Retype all data exactly as given. Pictures should not be retyped.

··· DATA SHOWN ···

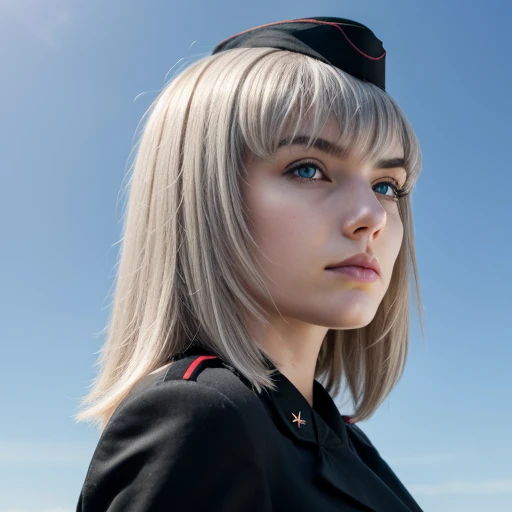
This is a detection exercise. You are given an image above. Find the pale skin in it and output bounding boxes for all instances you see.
[241,117,407,407]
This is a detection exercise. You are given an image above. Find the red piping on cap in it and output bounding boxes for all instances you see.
[215,18,385,61]
[182,355,218,380]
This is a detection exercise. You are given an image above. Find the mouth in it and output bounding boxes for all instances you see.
[325,265,379,282]
[325,252,381,277]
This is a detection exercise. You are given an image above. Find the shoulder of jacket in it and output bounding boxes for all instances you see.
[111,353,262,429]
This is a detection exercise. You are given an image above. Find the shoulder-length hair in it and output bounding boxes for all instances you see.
[75,47,424,432]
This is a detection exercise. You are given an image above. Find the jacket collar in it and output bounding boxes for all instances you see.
[178,343,422,512]
[259,358,349,446]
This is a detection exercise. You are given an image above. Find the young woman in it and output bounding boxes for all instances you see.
[75,16,425,512]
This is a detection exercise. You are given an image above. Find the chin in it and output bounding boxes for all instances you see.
[328,303,379,330]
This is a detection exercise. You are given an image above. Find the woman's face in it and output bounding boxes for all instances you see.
[241,117,406,330]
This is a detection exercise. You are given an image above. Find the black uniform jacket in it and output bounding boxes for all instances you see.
[76,343,424,511]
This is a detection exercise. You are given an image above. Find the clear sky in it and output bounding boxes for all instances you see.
[1,1,511,511]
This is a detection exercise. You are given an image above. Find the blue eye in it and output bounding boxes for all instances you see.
[285,160,406,201]
[373,182,400,198]
[285,160,329,183]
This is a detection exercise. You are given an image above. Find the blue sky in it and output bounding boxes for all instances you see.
[1,0,511,511]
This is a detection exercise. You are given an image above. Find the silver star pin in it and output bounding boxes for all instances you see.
[291,411,306,428]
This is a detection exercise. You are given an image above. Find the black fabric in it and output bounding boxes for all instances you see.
[76,344,424,511]
[212,16,386,91]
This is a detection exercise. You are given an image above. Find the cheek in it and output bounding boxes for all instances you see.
[245,185,324,277]
[390,210,404,257]
[381,209,404,285]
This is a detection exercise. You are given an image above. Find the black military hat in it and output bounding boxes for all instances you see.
[212,16,386,91]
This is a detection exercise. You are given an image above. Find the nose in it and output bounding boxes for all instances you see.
[340,182,387,241]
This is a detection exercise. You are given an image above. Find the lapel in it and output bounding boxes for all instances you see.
[312,407,421,511]
[341,421,425,512]
[260,359,422,512]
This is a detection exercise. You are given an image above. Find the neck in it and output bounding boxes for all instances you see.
[243,311,328,408]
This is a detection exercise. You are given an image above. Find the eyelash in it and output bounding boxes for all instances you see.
[285,160,408,201]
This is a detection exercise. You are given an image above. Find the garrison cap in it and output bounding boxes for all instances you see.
[212,16,386,91]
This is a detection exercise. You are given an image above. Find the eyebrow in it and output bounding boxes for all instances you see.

···

**SOLUTION TO THE EXERCISE**
This is a detection exercise. You are given an image above. Find the pale skin in it and output bounding boxes for all instances you see.
[241,117,407,407]
This is a detection exercise. You are given an image above. Find the red piping on cap in it and output bounding boxes for all instances you see.
[215,18,385,61]
[182,355,218,380]
This is a detection exercise. You are given an image above. Find the mouth in it and output bounding boxes for all instances you see.
[325,265,379,282]
[325,252,381,277]
This is a detection exercise. You are given an image above. Find the shoulder of jacket in it and output bounding boxes for all instances you see.
[111,353,262,429]
This is a detection exercise. You are given an image above. Find the shoulder-length hair in it and output bounding boxes for all instances you see.
[75,47,424,432]
This is a detection exercise. You are given an image above. Find the jacket collar in it and output bounding boxes for all instances you see.
[178,343,422,512]
[259,358,349,446]
This is a detection exercise. You are given an image above. Find the young woman in it and output bounding boxes for all instances you see.
[75,16,425,512]
This is a detection exercise. You are given an image above. Find the chin in it and output bounding boxes for all instances you see.
[328,303,379,330]
This is a detection exercise. You are given an image above. Find the woman's face in it and output bounding boxes for all instances you see.
[241,117,406,330]
This is a detection exercise. You are given an image above. Find the black uniform jacket in it and output bounding boxes for all instances you see.
[76,343,424,511]
This is a detection exercise. You are given an image above. Find the clear sky in it and output bounding boxes for all instances you see.
[1,1,511,511]
This is a detection exercise. You are given an image above. Find the blue eye in it and output bounding boxes for all instances you see.
[285,160,406,201]
[373,182,400,198]
[285,160,329,183]
This is a detection exercise. You are given an image above. Find the blue sky in it and output bounding boxes for all instances you see.
[1,0,511,511]
This is a detection exercise. You are given an image above. Find the silver star pin in it and output bounding boxes for all instances you see.
[291,411,306,428]
This is a detection exercise. You are given an image above. Find the black fabric in it and output bounding boxes for all instances you see.
[76,344,424,511]
[212,16,386,91]
This is a detection exercise. You are given an image above. Find the cheek in it and output bounding boxes for all instances you see.
[245,185,324,277]
[390,210,404,257]
[381,209,404,285]
This is a detection exercise. You are given an image above. Find the black military hat in it and output bounding boxes for all instances you see.
[212,16,386,91]
This is a detection exercise. You are given an image above. Find the nose in it and output bounding boxes for all instances you see.
[340,182,387,241]
This is a detection exercise. You are given an image above. Find the lapel in it and output bounding boxes for all instances you see.
[312,407,421,511]
[341,421,425,512]
[260,359,422,512]
This is a detection exercise. You are given an image above. Find the neck in it and output bounding boxes for all instances you see.
[243,311,328,408]
This is a detection exercise. You are given an image above. Find the eyelash in it and output bounding boxes for all instances you see.
[285,160,408,201]
This is a detection exercise. You are given an image above. Find the garrison cap in it and output bounding boxes for all instances you see.
[212,16,386,91]
This is a detection exercise. You are given an image above. Find the eyebrow in it and output bounding boxes for all instances you see.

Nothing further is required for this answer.